In the records starting at the line containing "Reviewer note: verify one keypoint per instance of the blurred" and ending at the end of the records, change "juniper branch" to "cypress branch" and keep everything else the same. Give back only those lines, and leave out the pictures.

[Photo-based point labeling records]
============
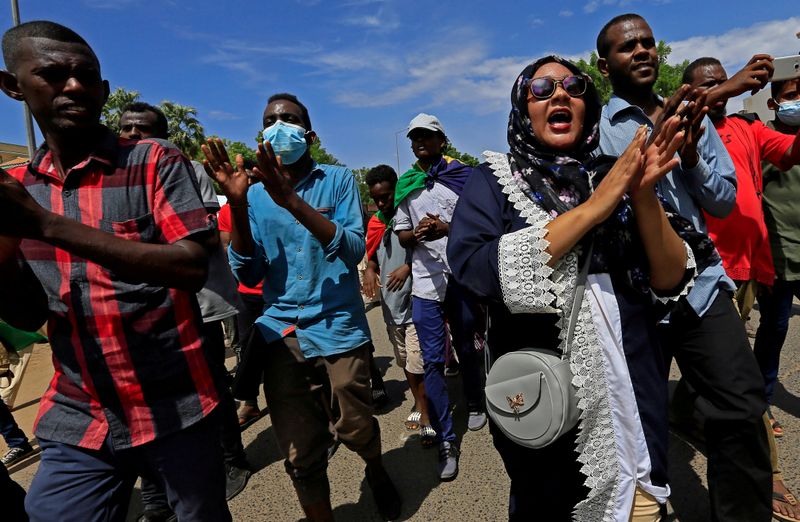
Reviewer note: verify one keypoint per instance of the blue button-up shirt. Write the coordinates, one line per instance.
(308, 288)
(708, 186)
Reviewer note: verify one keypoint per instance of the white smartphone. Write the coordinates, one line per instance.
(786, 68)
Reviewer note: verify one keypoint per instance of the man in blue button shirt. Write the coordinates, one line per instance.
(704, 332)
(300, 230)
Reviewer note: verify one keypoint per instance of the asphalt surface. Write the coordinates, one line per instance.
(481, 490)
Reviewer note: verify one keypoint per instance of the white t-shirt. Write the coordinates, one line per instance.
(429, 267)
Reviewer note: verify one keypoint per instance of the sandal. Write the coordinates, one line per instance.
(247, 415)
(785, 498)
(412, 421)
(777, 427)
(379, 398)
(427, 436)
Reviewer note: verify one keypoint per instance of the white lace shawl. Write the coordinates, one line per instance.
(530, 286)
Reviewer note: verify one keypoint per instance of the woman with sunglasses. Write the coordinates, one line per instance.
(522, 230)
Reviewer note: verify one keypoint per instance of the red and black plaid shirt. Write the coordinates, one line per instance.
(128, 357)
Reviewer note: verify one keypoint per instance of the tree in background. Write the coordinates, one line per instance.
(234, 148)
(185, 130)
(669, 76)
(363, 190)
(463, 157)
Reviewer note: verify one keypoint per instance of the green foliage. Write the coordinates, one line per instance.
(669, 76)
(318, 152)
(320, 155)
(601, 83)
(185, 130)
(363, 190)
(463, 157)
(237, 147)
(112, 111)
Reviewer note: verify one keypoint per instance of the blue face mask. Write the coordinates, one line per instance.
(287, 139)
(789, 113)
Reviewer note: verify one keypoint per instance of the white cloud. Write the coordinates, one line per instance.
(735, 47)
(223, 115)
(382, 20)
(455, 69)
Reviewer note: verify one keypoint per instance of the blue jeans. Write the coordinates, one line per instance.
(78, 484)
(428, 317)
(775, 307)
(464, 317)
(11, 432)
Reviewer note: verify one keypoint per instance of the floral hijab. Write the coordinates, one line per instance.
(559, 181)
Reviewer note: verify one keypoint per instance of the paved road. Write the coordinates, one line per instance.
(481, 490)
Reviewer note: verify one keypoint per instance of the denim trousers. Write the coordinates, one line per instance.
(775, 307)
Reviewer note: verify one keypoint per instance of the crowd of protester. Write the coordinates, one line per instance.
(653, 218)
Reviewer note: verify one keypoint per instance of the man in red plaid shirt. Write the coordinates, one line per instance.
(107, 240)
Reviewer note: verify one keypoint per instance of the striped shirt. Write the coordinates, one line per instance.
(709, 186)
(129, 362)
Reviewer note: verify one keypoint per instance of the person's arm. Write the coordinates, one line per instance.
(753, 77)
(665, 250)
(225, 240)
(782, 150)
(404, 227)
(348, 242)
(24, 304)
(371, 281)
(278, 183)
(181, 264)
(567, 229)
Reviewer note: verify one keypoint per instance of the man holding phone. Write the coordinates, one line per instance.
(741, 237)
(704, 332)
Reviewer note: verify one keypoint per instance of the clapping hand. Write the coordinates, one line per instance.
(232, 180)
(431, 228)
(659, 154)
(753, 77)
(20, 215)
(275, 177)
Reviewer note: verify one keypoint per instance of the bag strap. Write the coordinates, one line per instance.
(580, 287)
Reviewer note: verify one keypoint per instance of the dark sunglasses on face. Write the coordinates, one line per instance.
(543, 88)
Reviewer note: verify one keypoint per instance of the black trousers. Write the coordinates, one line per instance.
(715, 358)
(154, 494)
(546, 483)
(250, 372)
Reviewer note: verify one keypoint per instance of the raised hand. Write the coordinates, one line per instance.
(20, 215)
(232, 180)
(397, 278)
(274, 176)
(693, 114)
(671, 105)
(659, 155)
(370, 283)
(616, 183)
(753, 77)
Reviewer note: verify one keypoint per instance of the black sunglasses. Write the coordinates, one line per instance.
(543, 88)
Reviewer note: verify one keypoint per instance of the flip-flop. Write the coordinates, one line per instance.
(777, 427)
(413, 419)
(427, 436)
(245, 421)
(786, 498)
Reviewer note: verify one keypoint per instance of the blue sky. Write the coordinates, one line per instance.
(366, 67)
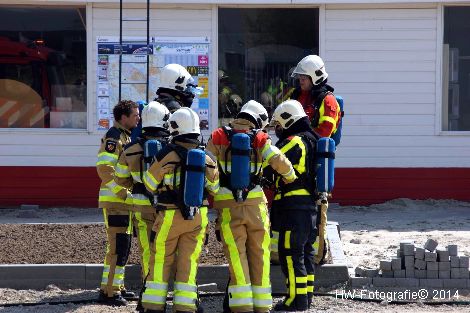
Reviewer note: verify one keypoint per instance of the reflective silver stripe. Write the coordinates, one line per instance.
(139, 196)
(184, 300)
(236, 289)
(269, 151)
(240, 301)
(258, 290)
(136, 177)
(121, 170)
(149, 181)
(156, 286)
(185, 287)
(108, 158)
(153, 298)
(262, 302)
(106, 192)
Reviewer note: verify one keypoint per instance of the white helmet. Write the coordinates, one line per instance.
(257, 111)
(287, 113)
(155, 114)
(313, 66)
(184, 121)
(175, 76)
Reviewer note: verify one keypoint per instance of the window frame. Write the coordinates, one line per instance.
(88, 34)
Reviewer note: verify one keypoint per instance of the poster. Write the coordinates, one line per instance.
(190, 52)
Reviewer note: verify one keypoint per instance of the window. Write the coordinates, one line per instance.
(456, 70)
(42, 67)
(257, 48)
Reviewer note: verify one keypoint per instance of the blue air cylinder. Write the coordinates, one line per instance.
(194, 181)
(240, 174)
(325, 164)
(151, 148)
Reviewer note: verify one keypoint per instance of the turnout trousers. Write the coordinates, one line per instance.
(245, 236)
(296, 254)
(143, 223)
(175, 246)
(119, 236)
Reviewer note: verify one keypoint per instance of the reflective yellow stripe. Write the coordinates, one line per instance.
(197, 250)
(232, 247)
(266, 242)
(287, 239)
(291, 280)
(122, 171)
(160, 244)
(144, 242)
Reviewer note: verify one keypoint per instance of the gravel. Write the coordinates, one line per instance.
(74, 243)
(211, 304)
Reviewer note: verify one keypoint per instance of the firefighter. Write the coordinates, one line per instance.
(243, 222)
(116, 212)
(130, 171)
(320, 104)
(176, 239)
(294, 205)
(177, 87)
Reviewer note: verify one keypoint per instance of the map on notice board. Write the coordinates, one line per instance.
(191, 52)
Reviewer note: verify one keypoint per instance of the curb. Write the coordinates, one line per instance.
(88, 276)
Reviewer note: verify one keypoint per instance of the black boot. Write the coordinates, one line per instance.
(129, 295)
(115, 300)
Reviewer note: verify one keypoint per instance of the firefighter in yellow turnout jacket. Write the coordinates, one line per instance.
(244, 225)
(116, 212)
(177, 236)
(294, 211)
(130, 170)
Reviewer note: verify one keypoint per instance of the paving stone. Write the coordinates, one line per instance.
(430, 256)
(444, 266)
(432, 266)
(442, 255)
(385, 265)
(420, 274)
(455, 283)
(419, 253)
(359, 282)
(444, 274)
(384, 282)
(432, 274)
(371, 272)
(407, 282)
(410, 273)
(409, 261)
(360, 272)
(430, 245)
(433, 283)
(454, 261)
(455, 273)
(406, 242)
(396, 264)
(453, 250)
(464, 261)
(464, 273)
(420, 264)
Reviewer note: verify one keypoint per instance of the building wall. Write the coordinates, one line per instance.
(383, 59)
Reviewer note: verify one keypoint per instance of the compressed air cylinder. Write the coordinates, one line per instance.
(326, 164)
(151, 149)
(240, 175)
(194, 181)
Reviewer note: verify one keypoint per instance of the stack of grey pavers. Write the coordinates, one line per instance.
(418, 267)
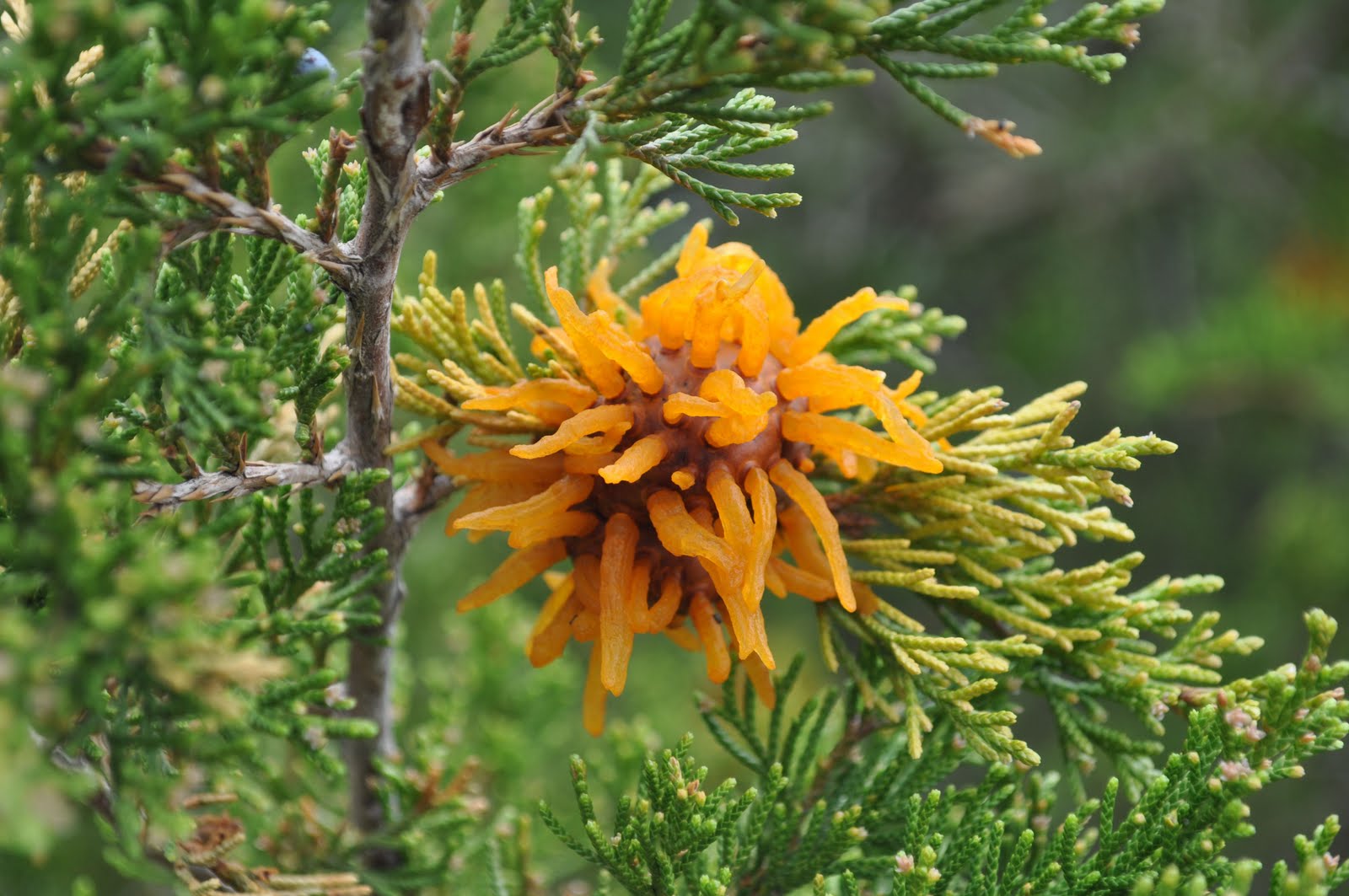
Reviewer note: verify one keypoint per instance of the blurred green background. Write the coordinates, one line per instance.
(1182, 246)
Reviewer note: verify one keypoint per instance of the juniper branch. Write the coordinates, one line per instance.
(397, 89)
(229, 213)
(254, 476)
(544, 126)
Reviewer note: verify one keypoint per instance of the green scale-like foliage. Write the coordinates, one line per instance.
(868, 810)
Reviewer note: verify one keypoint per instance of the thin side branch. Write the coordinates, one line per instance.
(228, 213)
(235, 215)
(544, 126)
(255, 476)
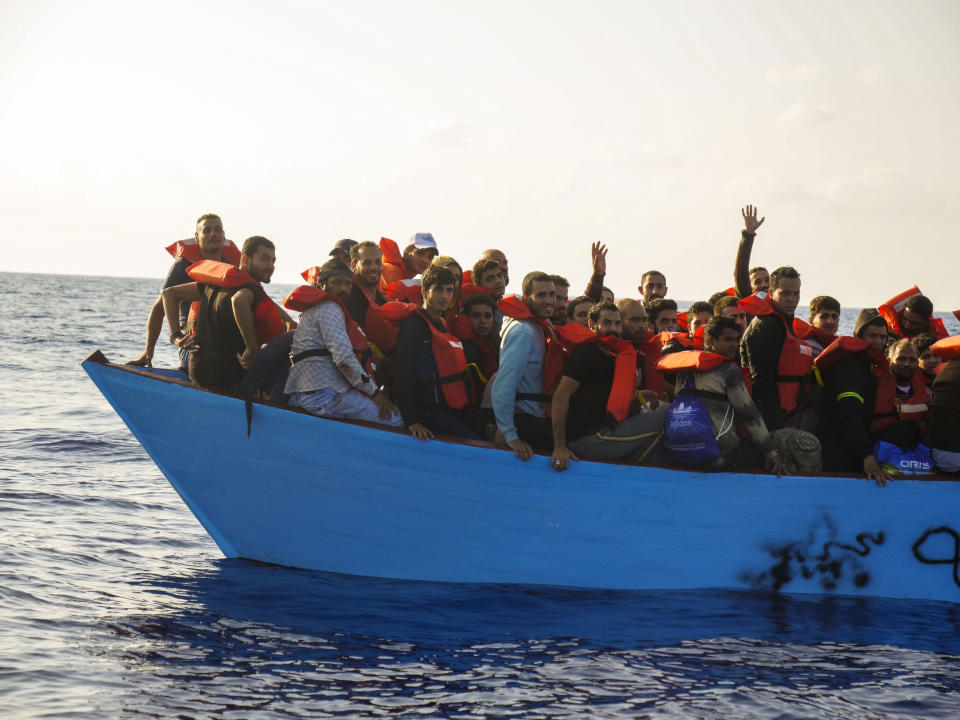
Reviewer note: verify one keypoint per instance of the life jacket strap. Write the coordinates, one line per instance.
============
> _Answer to this task_
Reviewer note: verify one keypoint per instance of the blurred green background. Write the coordinates, one line per instance.
(1182, 246)
Reviewer note: verify one keypoint per instance of the cypress branch. Write the coordinates, one line per instance.
(397, 89)
(229, 213)
(254, 476)
(544, 126)
Reviewer note: verify one keypoint per instance of the green scale-like foliage. Write the coordinates, one line per instance.
(868, 810)
Reviewer note: verify one keypoint per instance of the thin side branch. Write the coordinates, one line per instance.
(228, 213)
(235, 215)
(544, 126)
(255, 476)
Reviewer note: verify one keypoint per instance of the life jacket strap. Write the coordinates, one line per instance.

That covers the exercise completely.